■ **Quoted text**
=======

Figures 2 and 3 compare the projected seasonal multi-model mean JJA and DJF changes in temperature [°C] and precipitation [%] per degree of global annual mean temperature change across the P–E–C sequence. Broadly spoken, there is an overall agreement of the patterns of change in either variable and for both seasons. While the projected warming signal in the PRUDENCE simulations stands out as compared to the others and is considerably stronger during JJA, there is a better general agreement in the projected warming pattern in DJF. The excessive JJA warming signal in PRUDENCE has previously been attributed partly to systematic errors in the surface schemes in the older models (Christensen et al. 1997; Hirschi et al. 2011; Boberg and Christensen 2012), but is also related to the strong dependence on the single dominating driving GCM. The projected change patterns in mean precipitation are quite similar in DJF, while there is a much stronger drying signal in PRUDENCE during JJA. This can be largely explained by the same systematic errors responsible for the excessive Mediterranean JJA warming (Seneviratne et al. 2006).

=======

Location identification data
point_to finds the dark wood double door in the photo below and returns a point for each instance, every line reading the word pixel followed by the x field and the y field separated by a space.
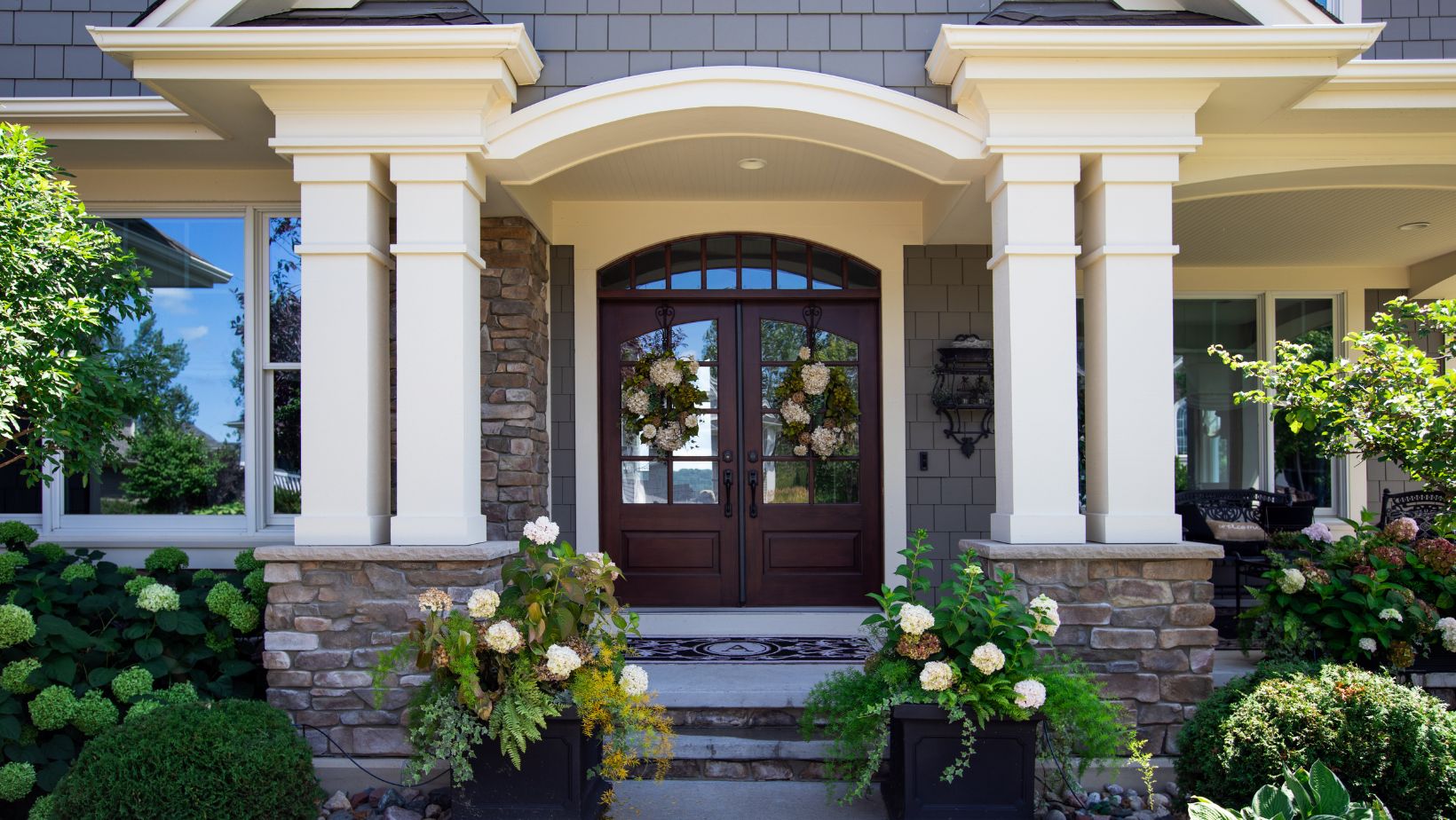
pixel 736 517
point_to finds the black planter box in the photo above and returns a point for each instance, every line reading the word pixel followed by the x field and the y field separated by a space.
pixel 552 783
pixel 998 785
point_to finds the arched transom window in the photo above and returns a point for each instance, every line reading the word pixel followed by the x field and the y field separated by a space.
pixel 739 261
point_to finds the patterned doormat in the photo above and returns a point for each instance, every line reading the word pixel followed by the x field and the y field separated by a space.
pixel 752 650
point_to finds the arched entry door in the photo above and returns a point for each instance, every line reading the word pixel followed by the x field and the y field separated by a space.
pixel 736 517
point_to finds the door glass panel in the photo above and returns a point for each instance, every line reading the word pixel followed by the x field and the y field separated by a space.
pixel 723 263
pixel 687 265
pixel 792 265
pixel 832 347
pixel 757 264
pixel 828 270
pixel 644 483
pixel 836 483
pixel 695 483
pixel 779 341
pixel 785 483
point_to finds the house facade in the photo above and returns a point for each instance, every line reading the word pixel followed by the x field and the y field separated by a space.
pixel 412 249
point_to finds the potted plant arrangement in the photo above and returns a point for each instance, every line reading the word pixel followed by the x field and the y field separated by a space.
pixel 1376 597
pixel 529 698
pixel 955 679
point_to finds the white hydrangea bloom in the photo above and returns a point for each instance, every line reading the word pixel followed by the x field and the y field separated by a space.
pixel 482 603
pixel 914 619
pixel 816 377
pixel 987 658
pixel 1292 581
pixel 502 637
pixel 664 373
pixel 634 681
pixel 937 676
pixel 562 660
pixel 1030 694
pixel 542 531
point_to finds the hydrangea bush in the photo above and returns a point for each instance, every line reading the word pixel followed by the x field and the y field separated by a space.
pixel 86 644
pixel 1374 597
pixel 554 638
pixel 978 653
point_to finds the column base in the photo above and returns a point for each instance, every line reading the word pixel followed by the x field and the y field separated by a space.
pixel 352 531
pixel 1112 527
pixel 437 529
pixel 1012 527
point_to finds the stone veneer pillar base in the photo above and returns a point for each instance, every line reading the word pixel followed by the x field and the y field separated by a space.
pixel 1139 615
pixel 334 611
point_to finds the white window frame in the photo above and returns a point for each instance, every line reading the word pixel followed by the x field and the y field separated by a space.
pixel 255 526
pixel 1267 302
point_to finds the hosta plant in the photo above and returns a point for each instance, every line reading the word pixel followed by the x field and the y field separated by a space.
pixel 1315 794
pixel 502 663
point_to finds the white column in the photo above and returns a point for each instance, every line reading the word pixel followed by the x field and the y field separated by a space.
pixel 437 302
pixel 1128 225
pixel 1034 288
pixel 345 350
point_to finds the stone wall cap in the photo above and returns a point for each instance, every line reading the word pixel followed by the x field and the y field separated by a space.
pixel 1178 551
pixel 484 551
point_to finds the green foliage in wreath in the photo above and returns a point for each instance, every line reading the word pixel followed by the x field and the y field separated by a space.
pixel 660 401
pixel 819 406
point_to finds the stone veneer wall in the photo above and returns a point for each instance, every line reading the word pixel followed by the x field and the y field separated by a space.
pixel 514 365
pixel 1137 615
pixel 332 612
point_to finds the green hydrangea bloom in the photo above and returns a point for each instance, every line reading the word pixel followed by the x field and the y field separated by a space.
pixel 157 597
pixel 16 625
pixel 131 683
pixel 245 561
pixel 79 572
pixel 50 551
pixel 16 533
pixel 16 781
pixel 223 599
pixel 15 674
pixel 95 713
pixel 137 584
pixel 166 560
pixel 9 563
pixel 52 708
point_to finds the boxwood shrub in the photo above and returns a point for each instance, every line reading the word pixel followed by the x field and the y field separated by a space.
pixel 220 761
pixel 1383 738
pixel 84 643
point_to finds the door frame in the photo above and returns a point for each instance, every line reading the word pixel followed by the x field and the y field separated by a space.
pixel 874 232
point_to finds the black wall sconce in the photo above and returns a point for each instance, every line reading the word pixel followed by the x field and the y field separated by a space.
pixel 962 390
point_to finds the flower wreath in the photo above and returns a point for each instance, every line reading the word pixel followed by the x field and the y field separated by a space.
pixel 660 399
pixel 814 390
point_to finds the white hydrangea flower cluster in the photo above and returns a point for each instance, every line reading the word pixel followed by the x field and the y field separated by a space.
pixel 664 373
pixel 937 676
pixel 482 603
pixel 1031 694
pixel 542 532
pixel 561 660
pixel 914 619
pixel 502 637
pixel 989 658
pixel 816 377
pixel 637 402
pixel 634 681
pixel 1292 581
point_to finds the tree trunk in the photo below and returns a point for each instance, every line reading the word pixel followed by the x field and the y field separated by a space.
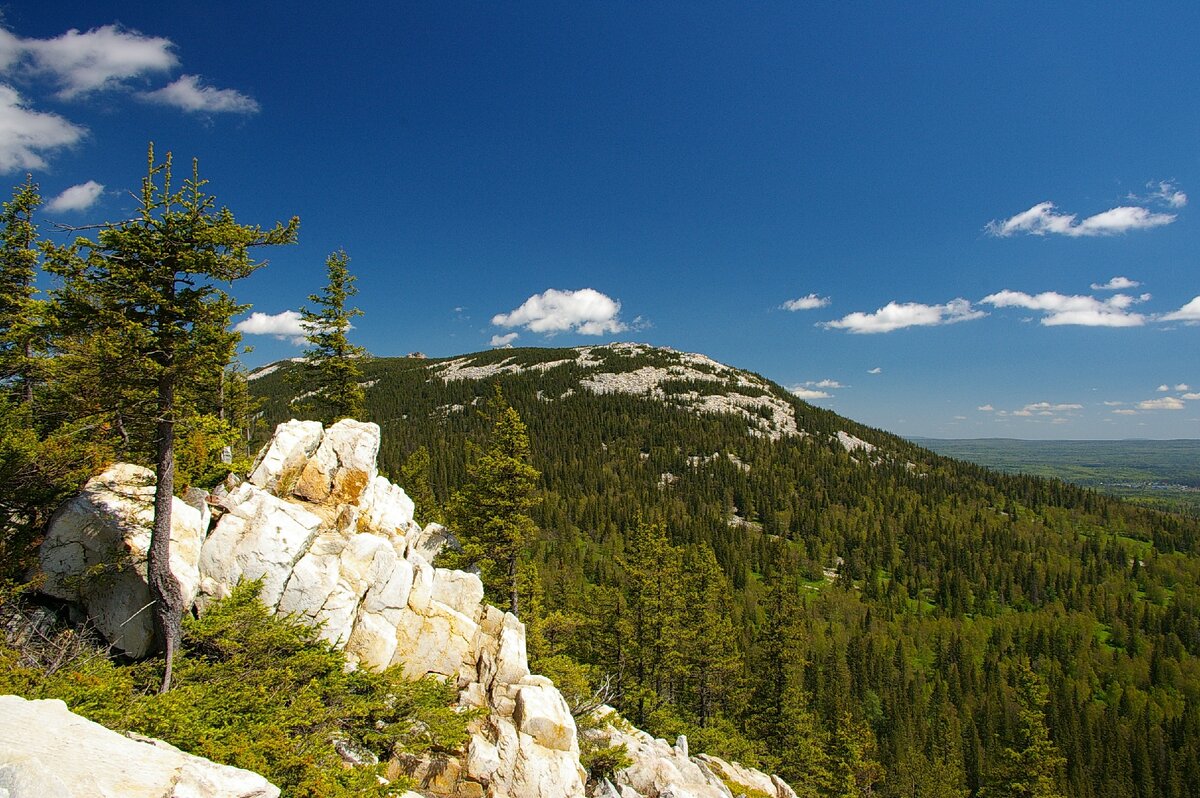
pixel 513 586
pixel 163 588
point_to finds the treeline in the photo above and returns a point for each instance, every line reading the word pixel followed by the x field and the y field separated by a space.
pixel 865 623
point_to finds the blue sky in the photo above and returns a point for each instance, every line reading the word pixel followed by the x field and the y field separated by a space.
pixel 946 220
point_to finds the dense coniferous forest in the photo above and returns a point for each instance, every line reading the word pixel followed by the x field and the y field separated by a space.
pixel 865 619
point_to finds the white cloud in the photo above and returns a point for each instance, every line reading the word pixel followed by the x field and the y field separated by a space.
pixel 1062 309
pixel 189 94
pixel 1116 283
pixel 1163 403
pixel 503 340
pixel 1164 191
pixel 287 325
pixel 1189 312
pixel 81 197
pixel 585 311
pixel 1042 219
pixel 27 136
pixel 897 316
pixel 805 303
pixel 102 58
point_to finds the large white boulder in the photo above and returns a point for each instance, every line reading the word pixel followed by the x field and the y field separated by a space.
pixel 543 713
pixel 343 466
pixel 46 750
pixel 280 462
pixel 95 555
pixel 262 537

=======

■ **Problem to solve**
Resume the passage on projected seasonal temperature and precipitation changes after its last sentence. The data is not needed.

■ **Exercise response**
Figures 2 and 3 show that the amplitude of the multi-model mean climate change signal for both temperature and precipitation is mostly reduced along the P–E–C sequence. The temperature response over Europe in JJA as well as in DJF is everywhere large enough to ensure a signal-to-noise (S/N) ratio well above 1 (and generally higher in Euro-CORDEX11 than in PRUDENCE), as is documented by Fig. 2. Relative changes in precipitation are much more complicated to interpret, primarily due to the fact that wherever modest changes are projected in the multi-model mean, even a numerically small inter-model spread will result in a low S/N ratio. Roughly speaking, across the P–E–C suite of models, any projected change within ± 5% has a S/N ratio below 1, while numerically larger changes appear more robust. The S/N ratio for precipitation in DJF is well above 1 except for a relatively narrow transition zone in southern Europe separating a Mediterranean drying from a central and northern European moistening. This signal is basically unaltered along the P–E–C sequence (Fig. 3). For JJA the reduced amplitude in the climate change signal along the P–E–C sequence results in an expansion of the transition zone between drying and moistening, suggesting that the only really robust climate change signal related to precipitation is the drying over the Iberian Peninsula and central parts of Turkey and a moistening in the northernmost parts of Scandinavia. This is also emphasized by the gradual reduction in amplitude of the climate change signal along the P–E–C sequence. We note that the relatively large transition zone in JJA with no statistically significant projected precipitation change may be seen as consistent with “no change”. We further note that the areas here identified with an S/N < 1 seem to closely resemble the regions identified in IPCC AR5 (IPCC 2013) to exhibit a natural variability exceeding the climate change signal.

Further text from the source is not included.